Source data
********

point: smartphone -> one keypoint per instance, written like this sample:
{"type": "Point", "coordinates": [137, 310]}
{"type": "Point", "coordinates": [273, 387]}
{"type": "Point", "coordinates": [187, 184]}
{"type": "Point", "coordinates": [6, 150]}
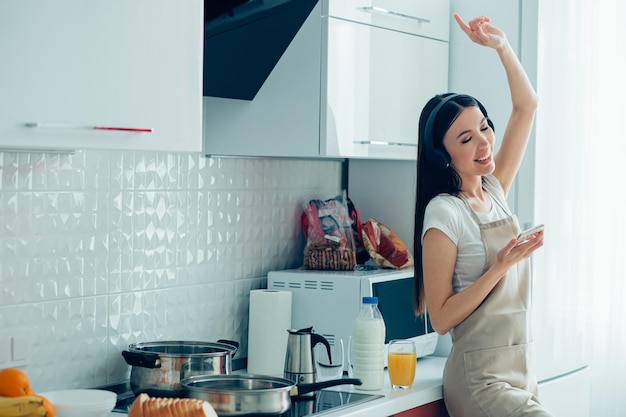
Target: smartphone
{"type": "Point", "coordinates": [523, 237]}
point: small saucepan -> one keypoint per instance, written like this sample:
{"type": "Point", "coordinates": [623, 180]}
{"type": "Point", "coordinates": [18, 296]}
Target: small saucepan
{"type": "Point", "coordinates": [246, 394]}
{"type": "Point", "coordinates": [158, 367]}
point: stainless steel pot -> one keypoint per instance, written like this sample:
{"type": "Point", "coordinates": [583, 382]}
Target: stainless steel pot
{"type": "Point", "coordinates": [246, 395]}
{"type": "Point", "coordinates": [158, 367]}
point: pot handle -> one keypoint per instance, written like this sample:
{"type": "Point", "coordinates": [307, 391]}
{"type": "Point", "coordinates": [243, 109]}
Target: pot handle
{"type": "Point", "coordinates": [301, 389]}
{"type": "Point", "coordinates": [144, 360]}
{"type": "Point", "coordinates": [231, 343]}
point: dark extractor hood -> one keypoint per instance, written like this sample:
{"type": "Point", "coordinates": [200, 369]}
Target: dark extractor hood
{"type": "Point", "coordinates": [243, 41]}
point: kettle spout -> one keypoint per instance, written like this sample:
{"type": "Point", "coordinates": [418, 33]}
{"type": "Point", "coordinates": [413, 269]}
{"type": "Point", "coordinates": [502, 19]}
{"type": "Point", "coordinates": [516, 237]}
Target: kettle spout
{"type": "Point", "coordinates": [318, 338]}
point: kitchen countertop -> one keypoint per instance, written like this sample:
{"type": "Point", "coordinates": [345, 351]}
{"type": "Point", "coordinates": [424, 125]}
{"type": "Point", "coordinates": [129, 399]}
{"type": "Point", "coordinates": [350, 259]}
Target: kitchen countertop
{"type": "Point", "coordinates": [426, 388]}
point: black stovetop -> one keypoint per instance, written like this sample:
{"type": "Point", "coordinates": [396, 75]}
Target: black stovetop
{"type": "Point", "coordinates": [323, 401]}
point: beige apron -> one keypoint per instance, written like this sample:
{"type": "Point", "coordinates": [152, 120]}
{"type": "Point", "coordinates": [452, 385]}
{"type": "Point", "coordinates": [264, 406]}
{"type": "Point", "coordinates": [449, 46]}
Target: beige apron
{"type": "Point", "coordinates": [490, 369]}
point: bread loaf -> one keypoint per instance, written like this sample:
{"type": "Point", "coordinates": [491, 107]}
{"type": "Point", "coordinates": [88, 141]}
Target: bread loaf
{"type": "Point", "coordinates": [146, 406]}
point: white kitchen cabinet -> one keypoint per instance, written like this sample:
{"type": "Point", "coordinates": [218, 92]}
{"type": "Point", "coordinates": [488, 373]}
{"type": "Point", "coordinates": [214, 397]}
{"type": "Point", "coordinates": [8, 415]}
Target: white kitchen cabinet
{"type": "Point", "coordinates": [351, 85]}
{"type": "Point", "coordinates": [69, 66]}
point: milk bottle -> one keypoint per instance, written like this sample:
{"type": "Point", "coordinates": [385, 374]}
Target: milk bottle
{"type": "Point", "coordinates": [368, 350]}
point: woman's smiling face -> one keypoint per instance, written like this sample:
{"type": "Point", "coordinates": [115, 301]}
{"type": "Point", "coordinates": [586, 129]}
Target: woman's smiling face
{"type": "Point", "coordinates": [469, 141]}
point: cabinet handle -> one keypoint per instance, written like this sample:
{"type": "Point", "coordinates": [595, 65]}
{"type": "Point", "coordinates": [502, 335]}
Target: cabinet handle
{"type": "Point", "coordinates": [374, 9]}
{"type": "Point", "coordinates": [62, 126]}
{"type": "Point", "coordinates": [380, 142]}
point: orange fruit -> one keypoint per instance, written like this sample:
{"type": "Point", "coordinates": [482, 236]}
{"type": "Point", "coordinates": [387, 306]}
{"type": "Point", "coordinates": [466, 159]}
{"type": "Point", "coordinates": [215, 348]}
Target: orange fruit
{"type": "Point", "coordinates": [14, 383]}
{"type": "Point", "coordinates": [47, 405]}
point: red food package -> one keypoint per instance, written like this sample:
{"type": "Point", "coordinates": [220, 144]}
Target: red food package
{"type": "Point", "coordinates": [384, 246]}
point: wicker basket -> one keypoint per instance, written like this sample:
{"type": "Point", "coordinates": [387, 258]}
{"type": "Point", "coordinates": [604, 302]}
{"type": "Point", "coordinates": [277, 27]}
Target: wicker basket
{"type": "Point", "coordinates": [329, 258]}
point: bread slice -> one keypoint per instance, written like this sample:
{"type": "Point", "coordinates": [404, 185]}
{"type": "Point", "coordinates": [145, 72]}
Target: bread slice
{"type": "Point", "coordinates": [146, 406]}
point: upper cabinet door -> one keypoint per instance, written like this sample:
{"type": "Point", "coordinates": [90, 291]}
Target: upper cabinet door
{"type": "Point", "coordinates": [377, 82]}
{"type": "Point", "coordinates": [113, 74]}
{"type": "Point", "coordinates": [427, 18]}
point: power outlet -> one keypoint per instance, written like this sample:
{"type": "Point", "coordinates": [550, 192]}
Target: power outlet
{"type": "Point", "coordinates": [14, 349]}
{"type": "Point", "coordinates": [20, 349]}
{"type": "Point", "coordinates": [5, 350]}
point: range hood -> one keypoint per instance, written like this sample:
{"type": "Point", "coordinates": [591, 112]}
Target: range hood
{"type": "Point", "coordinates": [243, 41]}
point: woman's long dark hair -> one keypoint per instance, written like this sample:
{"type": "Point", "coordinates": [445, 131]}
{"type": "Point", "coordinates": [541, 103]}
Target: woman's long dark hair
{"type": "Point", "coordinates": [434, 176]}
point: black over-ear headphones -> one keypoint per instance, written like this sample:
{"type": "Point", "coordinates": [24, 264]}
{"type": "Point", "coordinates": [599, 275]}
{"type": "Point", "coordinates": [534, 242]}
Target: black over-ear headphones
{"type": "Point", "coordinates": [440, 157]}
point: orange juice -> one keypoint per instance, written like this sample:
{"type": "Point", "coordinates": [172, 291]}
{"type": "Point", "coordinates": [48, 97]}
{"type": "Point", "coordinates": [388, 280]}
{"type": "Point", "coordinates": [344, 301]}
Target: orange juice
{"type": "Point", "coordinates": [401, 367]}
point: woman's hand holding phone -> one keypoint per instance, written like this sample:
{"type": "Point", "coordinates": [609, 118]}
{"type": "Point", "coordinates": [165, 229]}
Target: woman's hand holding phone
{"type": "Point", "coordinates": [526, 235]}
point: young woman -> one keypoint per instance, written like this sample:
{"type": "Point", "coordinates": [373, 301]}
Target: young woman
{"type": "Point", "coordinates": [471, 273]}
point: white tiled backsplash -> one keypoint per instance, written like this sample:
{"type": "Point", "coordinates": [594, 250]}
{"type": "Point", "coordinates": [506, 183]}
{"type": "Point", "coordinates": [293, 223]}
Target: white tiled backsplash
{"type": "Point", "coordinates": [100, 249]}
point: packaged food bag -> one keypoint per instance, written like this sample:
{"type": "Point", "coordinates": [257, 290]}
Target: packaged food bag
{"type": "Point", "coordinates": [384, 246]}
{"type": "Point", "coordinates": [330, 241]}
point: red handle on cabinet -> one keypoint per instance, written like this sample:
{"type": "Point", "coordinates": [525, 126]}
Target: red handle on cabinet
{"type": "Point", "coordinates": [111, 128]}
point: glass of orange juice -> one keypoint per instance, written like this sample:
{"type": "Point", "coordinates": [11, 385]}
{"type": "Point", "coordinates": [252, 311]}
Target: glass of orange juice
{"type": "Point", "coordinates": [401, 363]}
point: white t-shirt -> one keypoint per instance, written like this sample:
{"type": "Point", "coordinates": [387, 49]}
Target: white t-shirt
{"type": "Point", "coordinates": [451, 215]}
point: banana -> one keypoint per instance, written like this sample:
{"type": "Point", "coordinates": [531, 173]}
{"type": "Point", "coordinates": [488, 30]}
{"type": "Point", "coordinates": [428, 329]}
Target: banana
{"type": "Point", "coordinates": [24, 406]}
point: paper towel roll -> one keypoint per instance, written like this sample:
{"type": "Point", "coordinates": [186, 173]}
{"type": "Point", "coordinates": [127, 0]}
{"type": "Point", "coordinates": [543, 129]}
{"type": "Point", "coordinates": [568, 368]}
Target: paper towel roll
{"type": "Point", "coordinates": [270, 317]}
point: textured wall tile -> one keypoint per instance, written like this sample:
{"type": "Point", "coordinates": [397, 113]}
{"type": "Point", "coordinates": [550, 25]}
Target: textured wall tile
{"type": "Point", "coordinates": [101, 249]}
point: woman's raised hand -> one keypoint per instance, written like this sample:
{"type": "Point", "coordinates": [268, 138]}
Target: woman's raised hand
{"type": "Point", "coordinates": [481, 32]}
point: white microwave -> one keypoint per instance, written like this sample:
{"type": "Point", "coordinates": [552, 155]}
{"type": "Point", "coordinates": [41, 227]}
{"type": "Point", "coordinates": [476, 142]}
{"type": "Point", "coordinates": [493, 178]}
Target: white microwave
{"type": "Point", "coordinates": [330, 301]}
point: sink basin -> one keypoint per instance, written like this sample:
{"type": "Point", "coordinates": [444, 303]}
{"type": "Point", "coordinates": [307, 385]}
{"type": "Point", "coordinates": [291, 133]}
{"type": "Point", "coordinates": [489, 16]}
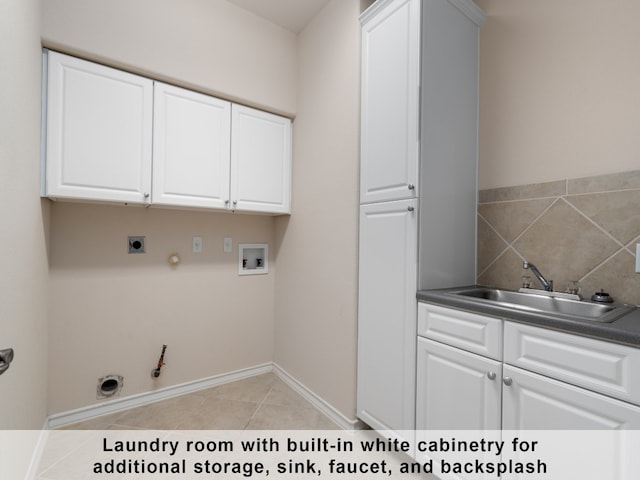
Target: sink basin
{"type": "Point", "coordinates": [545, 303]}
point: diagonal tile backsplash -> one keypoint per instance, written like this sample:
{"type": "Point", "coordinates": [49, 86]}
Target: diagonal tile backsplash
{"type": "Point", "coordinates": [582, 230]}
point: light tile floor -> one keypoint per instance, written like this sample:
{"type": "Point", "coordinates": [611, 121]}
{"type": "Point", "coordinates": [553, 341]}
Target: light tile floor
{"type": "Point", "coordinates": [263, 402]}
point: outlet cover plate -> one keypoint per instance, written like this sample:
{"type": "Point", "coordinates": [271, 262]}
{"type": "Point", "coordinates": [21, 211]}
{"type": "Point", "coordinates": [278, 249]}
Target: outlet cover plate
{"type": "Point", "coordinates": [136, 245]}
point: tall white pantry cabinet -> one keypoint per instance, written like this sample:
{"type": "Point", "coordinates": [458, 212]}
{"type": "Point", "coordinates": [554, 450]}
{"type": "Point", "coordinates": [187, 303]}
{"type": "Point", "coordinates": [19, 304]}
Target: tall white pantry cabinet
{"type": "Point", "coordinates": [418, 186]}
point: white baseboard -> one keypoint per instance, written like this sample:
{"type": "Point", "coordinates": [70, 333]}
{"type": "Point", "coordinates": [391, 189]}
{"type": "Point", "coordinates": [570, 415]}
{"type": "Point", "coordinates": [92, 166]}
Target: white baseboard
{"type": "Point", "coordinates": [112, 406]}
{"type": "Point", "coordinates": [317, 401]}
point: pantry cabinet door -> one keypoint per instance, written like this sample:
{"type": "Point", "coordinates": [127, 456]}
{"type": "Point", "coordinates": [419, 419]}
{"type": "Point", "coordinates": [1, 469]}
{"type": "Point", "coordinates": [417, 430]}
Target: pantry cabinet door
{"type": "Point", "coordinates": [260, 161]}
{"type": "Point", "coordinates": [191, 148]}
{"type": "Point", "coordinates": [387, 311]}
{"type": "Point", "coordinates": [99, 140]}
{"type": "Point", "coordinates": [390, 101]}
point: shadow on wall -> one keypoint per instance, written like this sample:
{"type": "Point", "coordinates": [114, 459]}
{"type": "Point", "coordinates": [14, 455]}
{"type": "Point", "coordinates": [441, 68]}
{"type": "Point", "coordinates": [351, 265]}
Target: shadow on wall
{"type": "Point", "coordinates": [582, 230]}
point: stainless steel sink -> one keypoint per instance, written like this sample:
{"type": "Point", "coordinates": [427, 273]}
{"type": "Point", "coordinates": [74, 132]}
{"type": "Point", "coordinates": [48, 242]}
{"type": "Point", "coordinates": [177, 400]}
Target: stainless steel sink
{"type": "Point", "coordinates": [548, 303]}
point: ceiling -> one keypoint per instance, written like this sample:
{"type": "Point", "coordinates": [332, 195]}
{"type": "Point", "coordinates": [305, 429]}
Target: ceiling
{"type": "Point", "coordinates": [290, 14]}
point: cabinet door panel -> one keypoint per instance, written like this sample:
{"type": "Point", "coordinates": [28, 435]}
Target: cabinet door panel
{"type": "Point", "coordinates": [597, 365]}
{"type": "Point", "coordinates": [387, 315]}
{"type": "Point", "coordinates": [456, 390]}
{"type": "Point", "coordinates": [539, 403]}
{"type": "Point", "coordinates": [192, 148]}
{"type": "Point", "coordinates": [260, 161]}
{"type": "Point", "coordinates": [390, 102]}
{"type": "Point", "coordinates": [99, 123]}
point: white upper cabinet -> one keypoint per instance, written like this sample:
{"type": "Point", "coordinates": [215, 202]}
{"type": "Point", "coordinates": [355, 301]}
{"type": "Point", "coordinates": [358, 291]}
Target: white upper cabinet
{"type": "Point", "coordinates": [390, 101]}
{"type": "Point", "coordinates": [191, 148]}
{"type": "Point", "coordinates": [99, 124]}
{"type": "Point", "coordinates": [112, 136]}
{"type": "Point", "coordinates": [260, 161]}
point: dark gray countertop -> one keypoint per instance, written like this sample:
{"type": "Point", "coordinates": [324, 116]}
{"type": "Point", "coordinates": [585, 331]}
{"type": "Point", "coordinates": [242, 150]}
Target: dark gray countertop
{"type": "Point", "coordinates": [625, 330]}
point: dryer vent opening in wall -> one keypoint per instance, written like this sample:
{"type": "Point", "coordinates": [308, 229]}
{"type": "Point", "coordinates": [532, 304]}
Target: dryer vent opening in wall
{"type": "Point", "coordinates": [109, 386]}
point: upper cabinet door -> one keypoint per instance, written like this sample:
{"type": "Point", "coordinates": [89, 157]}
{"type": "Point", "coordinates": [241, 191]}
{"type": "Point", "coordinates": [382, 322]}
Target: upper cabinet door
{"type": "Point", "coordinates": [191, 148]}
{"type": "Point", "coordinates": [390, 101]}
{"type": "Point", "coordinates": [99, 123]}
{"type": "Point", "coordinates": [260, 161]}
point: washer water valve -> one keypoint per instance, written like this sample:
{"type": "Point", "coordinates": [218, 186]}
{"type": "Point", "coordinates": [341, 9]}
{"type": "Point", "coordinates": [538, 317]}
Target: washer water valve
{"type": "Point", "coordinates": [155, 373]}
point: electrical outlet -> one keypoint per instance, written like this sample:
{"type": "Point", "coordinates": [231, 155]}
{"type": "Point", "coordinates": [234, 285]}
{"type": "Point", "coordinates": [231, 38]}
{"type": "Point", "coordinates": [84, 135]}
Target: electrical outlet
{"type": "Point", "coordinates": [227, 245]}
{"type": "Point", "coordinates": [197, 244]}
{"type": "Point", "coordinates": [136, 245]}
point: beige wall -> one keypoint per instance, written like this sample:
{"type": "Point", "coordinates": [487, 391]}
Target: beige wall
{"type": "Point", "coordinates": [209, 45]}
{"type": "Point", "coordinates": [316, 290]}
{"type": "Point", "coordinates": [23, 277]}
{"type": "Point", "coordinates": [559, 93]}
{"type": "Point", "coordinates": [111, 311]}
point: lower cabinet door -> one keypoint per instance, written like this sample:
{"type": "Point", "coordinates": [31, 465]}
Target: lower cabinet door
{"type": "Point", "coordinates": [456, 390]}
{"type": "Point", "coordinates": [534, 402]}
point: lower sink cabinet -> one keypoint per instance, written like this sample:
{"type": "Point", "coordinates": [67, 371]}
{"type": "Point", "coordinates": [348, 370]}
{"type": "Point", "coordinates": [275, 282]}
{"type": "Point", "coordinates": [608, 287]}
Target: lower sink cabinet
{"type": "Point", "coordinates": [457, 389]}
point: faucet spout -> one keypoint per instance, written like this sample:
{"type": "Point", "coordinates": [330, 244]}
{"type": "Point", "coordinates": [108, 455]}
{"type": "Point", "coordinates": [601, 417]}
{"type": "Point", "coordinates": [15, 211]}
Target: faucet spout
{"type": "Point", "coordinates": [547, 284]}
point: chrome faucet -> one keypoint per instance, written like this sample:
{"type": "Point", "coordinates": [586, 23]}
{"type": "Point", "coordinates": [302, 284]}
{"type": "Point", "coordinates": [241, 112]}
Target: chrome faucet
{"type": "Point", "coordinates": [547, 284]}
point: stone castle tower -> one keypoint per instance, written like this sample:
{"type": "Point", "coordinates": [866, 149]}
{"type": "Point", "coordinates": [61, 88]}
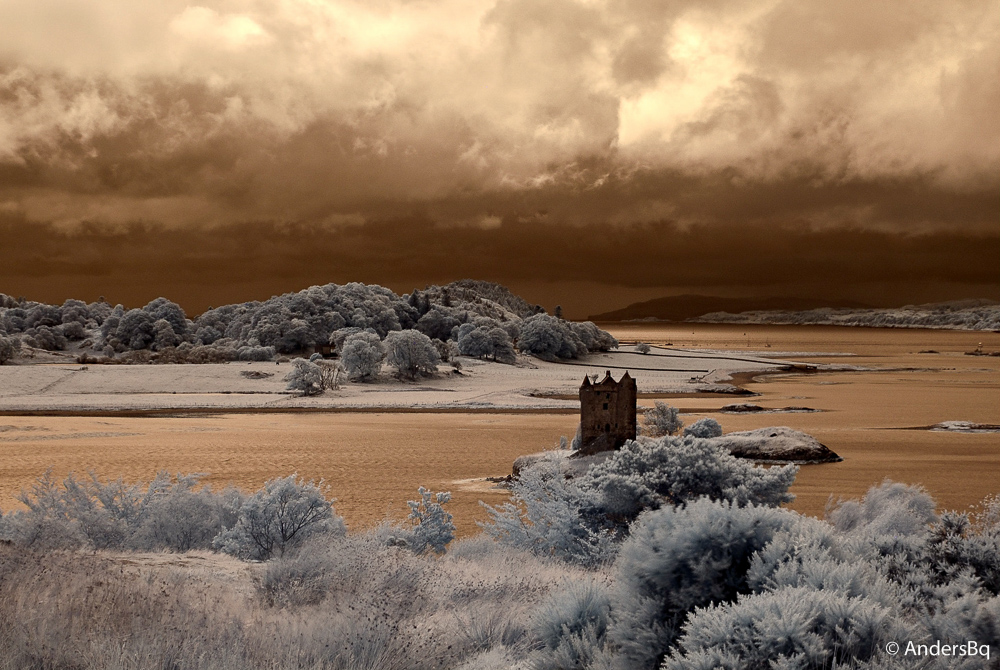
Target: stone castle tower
{"type": "Point", "coordinates": [607, 413]}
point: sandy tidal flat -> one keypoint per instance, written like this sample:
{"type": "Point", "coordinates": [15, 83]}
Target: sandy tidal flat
{"type": "Point", "coordinates": [473, 426]}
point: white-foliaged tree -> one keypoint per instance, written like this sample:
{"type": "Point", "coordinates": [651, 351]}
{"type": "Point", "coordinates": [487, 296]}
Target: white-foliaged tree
{"type": "Point", "coordinates": [362, 354]}
{"type": "Point", "coordinates": [411, 353]}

********

### Written task
Only the lines from the one containing "point: chrome faucet" through the last line of the records above should be repeated, exactly and without pictures.

### Answer to this problem
point: chrome faucet -> one keypoint per instance, written like this sample:
{"type": "Point", "coordinates": [586, 23]}
{"type": "Point", "coordinates": [302, 284]}
{"type": "Point", "coordinates": [241, 112]}
Target: chrome faucet
{"type": "Point", "coordinates": [547, 284]}
point: stone castle tower -> one keypoint per instance, written like this sample:
{"type": "Point", "coordinates": [866, 149]}
{"type": "Point", "coordinates": [61, 88]}
Target: stone castle tower
{"type": "Point", "coordinates": [607, 413]}
point: sandy tidal flat -> one keypoint per instance, written like this sample:
{"type": "Point", "coordinates": [15, 83]}
Target: sandy tidal flat
{"type": "Point", "coordinates": [473, 426]}
point: white-foliaged tree -> one keypoint per instance, written like this sample:
{"type": "Point", "coordinates": [651, 351]}
{"type": "Point", "coordinates": [487, 296]}
Target: white-foliaged tree
{"type": "Point", "coordinates": [362, 354]}
{"type": "Point", "coordinates": [411, 353]}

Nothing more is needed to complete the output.